* **Exercise aim**
Locate and copy each line in the data that contains the word "green".

* **Excerpted data**
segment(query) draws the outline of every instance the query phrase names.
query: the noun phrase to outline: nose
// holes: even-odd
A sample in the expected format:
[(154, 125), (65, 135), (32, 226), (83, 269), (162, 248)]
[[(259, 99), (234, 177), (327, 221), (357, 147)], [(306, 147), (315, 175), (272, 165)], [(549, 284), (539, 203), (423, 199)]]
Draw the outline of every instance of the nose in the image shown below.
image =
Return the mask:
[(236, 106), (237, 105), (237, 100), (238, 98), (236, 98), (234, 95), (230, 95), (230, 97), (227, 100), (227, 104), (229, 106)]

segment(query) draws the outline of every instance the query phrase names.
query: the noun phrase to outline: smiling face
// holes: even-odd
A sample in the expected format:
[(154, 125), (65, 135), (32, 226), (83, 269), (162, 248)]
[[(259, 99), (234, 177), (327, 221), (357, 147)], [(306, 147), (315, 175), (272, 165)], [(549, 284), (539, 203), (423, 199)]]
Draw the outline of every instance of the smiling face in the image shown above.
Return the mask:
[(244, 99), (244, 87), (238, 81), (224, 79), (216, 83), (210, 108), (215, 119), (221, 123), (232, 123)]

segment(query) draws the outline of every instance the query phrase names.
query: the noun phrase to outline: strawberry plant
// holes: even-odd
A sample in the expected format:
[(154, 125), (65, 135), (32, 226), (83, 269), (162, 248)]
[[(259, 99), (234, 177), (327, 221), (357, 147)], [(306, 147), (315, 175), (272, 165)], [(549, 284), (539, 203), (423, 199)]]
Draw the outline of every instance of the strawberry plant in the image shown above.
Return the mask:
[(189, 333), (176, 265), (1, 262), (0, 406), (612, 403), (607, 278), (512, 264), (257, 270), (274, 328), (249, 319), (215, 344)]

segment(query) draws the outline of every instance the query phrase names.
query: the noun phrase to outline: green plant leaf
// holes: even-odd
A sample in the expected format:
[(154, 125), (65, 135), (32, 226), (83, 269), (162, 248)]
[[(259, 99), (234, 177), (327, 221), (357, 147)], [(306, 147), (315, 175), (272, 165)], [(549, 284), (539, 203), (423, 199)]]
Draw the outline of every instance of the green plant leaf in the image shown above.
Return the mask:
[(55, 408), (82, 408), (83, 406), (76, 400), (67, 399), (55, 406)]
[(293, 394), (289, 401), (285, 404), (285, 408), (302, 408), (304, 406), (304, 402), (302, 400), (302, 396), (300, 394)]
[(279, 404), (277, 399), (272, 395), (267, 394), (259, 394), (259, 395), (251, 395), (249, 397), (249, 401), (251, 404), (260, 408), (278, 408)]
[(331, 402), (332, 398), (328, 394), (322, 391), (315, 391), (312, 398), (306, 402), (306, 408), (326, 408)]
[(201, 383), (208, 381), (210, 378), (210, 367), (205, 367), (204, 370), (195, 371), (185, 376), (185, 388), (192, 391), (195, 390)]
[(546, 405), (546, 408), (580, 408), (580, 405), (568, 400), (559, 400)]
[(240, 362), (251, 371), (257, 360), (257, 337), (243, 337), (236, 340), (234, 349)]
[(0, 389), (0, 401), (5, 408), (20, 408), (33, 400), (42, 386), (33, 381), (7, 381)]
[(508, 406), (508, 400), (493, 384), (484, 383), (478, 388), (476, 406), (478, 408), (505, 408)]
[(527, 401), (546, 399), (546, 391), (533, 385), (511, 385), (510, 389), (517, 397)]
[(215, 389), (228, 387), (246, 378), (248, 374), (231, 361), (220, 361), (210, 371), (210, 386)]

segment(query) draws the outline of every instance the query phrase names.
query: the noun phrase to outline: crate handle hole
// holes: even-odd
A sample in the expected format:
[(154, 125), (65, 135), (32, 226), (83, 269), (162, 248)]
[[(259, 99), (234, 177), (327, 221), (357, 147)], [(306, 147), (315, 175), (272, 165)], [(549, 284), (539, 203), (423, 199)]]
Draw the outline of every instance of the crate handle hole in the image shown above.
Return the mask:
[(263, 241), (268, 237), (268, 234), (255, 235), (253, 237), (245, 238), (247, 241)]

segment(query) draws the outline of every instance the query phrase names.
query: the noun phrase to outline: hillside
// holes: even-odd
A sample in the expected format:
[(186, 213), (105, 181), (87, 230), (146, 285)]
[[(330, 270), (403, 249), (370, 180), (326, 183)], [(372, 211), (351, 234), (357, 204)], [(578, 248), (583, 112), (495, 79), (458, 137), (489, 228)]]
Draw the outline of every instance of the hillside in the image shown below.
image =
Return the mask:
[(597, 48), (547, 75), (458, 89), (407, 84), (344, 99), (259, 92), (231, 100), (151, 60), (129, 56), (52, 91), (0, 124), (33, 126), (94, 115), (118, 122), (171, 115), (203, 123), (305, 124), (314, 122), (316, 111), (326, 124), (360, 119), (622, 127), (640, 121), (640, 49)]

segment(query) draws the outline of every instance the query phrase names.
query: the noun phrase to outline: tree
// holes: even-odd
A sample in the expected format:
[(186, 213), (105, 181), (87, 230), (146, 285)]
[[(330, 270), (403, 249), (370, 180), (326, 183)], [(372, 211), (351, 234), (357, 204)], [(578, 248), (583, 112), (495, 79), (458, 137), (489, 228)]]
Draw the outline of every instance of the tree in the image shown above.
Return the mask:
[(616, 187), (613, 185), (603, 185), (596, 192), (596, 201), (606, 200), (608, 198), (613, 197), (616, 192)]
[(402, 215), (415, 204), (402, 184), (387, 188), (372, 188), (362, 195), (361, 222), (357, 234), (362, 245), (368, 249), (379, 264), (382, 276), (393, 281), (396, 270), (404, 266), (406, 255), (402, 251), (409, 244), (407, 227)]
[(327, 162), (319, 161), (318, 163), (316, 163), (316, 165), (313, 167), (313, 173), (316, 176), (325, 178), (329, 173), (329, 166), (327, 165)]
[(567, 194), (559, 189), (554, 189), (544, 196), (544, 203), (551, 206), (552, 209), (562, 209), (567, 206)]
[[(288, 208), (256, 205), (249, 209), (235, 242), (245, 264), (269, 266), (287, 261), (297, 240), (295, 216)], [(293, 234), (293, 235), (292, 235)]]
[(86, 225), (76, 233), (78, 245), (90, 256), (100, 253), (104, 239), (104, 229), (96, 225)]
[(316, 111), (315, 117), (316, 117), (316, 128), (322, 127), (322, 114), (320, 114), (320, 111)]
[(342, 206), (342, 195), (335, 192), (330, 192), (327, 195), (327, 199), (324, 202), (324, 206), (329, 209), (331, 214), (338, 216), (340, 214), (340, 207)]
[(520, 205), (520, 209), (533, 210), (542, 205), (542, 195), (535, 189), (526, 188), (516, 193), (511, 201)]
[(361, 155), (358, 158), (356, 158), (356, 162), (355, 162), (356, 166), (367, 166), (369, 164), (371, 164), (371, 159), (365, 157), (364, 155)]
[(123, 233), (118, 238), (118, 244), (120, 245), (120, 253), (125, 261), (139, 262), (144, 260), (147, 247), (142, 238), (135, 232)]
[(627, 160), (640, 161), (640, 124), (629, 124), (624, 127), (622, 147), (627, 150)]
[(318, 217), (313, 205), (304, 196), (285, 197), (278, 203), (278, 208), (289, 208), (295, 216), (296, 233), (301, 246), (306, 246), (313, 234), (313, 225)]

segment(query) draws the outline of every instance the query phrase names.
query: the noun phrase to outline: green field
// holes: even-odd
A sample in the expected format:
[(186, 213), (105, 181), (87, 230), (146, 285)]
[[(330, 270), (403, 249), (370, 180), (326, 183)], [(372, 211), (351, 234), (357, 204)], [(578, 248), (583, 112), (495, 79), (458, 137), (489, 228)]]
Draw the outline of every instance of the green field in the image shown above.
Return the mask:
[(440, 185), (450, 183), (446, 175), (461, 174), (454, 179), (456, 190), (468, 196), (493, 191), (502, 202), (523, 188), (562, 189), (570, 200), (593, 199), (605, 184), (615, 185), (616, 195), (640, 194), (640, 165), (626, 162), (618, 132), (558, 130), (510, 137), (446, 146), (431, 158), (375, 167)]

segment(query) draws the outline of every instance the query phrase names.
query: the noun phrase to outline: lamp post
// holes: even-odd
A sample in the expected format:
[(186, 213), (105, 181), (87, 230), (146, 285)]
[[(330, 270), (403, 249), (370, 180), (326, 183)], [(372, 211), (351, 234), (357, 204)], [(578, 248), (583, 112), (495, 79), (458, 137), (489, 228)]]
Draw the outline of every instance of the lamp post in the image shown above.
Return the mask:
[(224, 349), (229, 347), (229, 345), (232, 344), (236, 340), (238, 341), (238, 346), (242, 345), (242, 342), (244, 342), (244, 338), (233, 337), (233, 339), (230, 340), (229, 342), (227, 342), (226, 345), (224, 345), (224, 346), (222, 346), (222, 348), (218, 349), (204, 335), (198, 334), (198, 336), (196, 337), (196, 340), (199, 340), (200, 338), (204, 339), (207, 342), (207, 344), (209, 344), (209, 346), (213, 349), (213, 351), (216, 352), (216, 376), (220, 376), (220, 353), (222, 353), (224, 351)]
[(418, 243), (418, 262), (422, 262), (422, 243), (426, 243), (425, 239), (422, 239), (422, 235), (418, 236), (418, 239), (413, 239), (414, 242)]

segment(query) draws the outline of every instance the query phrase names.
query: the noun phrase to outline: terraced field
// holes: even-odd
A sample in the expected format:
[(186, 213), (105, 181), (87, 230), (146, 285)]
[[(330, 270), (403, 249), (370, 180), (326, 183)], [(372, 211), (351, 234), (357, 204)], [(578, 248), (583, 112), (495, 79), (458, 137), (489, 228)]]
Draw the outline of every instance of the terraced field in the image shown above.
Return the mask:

* **Answer box**
query: the noun phrase to outline: green plant leaf
Draw the outline of every instance of the green plant leaf in the image shown above.
query: the noun phrase to outline: green field
Draw the outline of every instance of the green field in the image shown above.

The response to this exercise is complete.